* [WHAT TO WORK ON]:
Print each entry below precisely as it reads.

* [EXTRACTED ENTRIES]:

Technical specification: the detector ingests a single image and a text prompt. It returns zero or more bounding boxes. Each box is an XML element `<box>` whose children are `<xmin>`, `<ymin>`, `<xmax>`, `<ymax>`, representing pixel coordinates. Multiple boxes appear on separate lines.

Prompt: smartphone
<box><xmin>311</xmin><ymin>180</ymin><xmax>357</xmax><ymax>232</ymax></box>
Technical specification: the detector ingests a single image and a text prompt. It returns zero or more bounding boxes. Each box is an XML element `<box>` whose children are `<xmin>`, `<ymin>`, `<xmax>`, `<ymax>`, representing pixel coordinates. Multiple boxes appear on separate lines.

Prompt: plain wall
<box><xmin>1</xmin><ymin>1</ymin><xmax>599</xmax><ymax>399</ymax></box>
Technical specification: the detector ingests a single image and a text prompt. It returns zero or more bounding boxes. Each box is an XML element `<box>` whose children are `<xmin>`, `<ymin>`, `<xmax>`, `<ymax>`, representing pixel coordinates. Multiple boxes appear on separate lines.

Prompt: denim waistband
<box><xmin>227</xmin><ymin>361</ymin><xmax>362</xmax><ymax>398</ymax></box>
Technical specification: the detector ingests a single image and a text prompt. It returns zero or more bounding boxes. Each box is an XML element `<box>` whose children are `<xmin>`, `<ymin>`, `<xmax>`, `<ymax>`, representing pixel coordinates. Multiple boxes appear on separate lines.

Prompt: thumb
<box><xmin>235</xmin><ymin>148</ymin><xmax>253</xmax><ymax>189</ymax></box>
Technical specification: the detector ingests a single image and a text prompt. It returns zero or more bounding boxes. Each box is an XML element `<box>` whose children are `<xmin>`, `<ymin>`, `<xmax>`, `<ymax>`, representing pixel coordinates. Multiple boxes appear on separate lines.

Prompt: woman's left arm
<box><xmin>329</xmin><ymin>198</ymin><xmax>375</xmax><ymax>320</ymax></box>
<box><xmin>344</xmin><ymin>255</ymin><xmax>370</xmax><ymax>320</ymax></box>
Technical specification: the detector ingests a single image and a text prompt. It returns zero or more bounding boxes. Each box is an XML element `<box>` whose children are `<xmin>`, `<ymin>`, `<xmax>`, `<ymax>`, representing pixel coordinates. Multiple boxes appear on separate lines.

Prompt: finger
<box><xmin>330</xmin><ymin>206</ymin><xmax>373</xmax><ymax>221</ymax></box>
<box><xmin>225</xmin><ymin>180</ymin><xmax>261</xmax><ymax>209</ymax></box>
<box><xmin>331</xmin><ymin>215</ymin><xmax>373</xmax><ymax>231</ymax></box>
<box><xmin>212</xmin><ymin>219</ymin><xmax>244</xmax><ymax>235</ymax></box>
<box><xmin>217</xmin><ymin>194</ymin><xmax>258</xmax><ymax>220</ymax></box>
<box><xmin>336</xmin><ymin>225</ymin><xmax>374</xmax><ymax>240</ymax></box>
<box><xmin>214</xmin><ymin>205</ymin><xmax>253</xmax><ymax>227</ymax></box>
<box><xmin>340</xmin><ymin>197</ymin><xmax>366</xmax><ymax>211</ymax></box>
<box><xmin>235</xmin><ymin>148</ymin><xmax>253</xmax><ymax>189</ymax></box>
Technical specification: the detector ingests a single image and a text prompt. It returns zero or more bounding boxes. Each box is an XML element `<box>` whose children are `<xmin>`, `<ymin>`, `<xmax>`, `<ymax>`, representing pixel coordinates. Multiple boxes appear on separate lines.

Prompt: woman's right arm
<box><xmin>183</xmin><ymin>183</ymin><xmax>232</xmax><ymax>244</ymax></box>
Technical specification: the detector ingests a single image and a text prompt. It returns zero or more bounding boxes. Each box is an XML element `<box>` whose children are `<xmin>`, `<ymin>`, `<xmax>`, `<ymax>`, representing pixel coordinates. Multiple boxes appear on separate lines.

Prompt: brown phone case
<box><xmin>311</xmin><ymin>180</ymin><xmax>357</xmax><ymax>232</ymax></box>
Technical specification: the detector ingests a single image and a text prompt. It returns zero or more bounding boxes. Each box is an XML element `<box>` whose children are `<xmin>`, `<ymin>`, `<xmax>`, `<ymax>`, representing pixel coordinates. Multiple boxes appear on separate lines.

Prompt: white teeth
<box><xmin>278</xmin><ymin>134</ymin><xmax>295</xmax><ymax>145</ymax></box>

* [SOLUTION BELOW]:
Technical specification: the detector ingests a single image and a text prompt. It returns zero or more bounding boxes. Each box is an XML element `<box>` whose children are `<xmin>`, `<ymin>`, `<xmax>`, `<ymax>`, representing pixel coordinates. Multiple boxes appear on separate lines.

Prompt: smartphone
<box><xmin>311</xmin><ymin>180</ymin><xmax>357</xmax><ymax>232</ymax></box>
Technical specification: the detector ingests a single image and a text prompt. It returns zero or more bounding boxes. Each box is an XML element `<box>` whose children are `<xmin>`, `<ymin>`, `<xmax>`, `<ymax>`, representing pixel coordinates. Multiple boxes appear on separate lines.

Prompt: plain wall
<box><xmin>1</xmin><ymin>1</ymin><xmax>599</xmax><ymax>399</ymax></box>
Technical specification: the detector ingests a single image and a text prompt. It returns zero or more bounding boxes. Each box is an XML element `<box>` whose children are `<xmin>`, `<ymin>`, `<xmax>`, `<ymax>`, representing pixel coordinates. Multiple boxes appear on separate lines.

Prompt: denim waistband
<box><xmin>227</xmin><ymin>361</ymin><xmax>362</xmax><ymax>398</ymax></box>
Technical specification: the detector ingests a single image and a text prompt. It returns zero or more bounding boxes. Each box is an XML element `<box>` whose children are `<xmin>`, `<ymin>`, `<xmax>`, `<ymax>`, representing pixel coordinates. Multiple boxes appear on separate lines.

Prompt: thumb
<box><xmin>235</xmin><ymin>148</ymin><xmax>253</xmax><ymax>189</ymax></box>
Technical specification: the detector ingests a single image and a text prompt. It returns zero or more bounding boxes. Each box is an XML element `<box>` whose children are `<xmin>`, `<ymin>`, `<xmax>`, `<ymax>`, representing pixel coordinates. Multiple boxes appear on separate lines.

Prompt: woman's left arm
<box><xmin>329</xmin><ymin>198</ymin><xmax>375</xmax><ymax>320</ymax></box>
<box><xmin>344</xmin><ymin>255</ymin><xmax>370</xmax><ymax>320</ymax></box>
Technical specification: the detector ingests a single image and a text prompt. It returns zero or more bounding boxes. Each box is an XML element `<box>` whose children are `<xmin>`, `<ymin>`, `<xmax>`, `<ymax>`, representing pixel coordinates. Multiple boxes appear on separate lines.

Prompt: finger
<box><xmin>330</xmin><ymin>206</ymin><xmax>373</xmax><ymax>221</ymax></box>
<box><xmin>225</xmin><ymin>180</ymin><xmax>261</xmax><ymax>209</ymax></box>
<box><xmin>331</xmin><ymin>215</ymin><xmax>373</xmax><ymax>231</ymax></box>
<box><xmin>212</xmin><ymin>219</ymin><xmax>244</xmax><ymax>235</ymax></box>
<box><xmin>217</xmin><ymin>194</ymin><xmax>258</xmax><ymax>220</ymax></box>
<box><xmin>336</xmin><ymin>225</ymin><xmax>374</xmax><ymax>240</ymax></box>
<box><xmin>214</xmin><ymin>205</ymin><xmax>253</xmax><ymax>227</ymax></box>
<box><xmin>340</xmin><ymin>197</ymin><xmax>366</xmax><ymax>211</ymax></box>
<box><xmin>235</xmin><ymin>148</ymin><xmax>253</xmax><ymax>189</ymax></box>
Technical specification: the detector ingests a single image and a text prompt. It returns zero or more bounding boxes. Each box is an XML element `<box>` whose children are `<xmin>`, `<ymin>`, `<xmax>`, `<ymax>`, representing pixel coordinates. Multiple boxes appear on separate lines.

Prompt: woman's right arm
<box><xmin>183</xmin><ymin>183</ymin><xmax>232</xmax><ymax>244</ymax></box>
Technical specification: the detector ingests a single image and a text prompt. It returns zero or more bounding boxes. Each box is an XML element `<box>` whose children are `<xmin>`, `<ymin>`, `<xmax>`, `<ymax>`, representing pixel coordinates. Multiple boxes appear on separate lines.

Prompt: brown phone case
<box><xmin>311</xmin><ymin>180</ymin><xmax>357</xmax><ymax>232</ymax></box>
Technical specification: the detector ingests a single image and a text prompt. It returns zero or more bounding boxes. Each box is an XML element `<box>` whose children are `<xmin>`, `<ymin>`, `<xmax>`, `<ymax>`, representing pixel coordinates. Multiple boxes appear on separate lines.

Prompt: white teeth
<box><xmin>278</xmin><ymin>134</ymin><xmax>295</xmax><ymax>145</ymax></box>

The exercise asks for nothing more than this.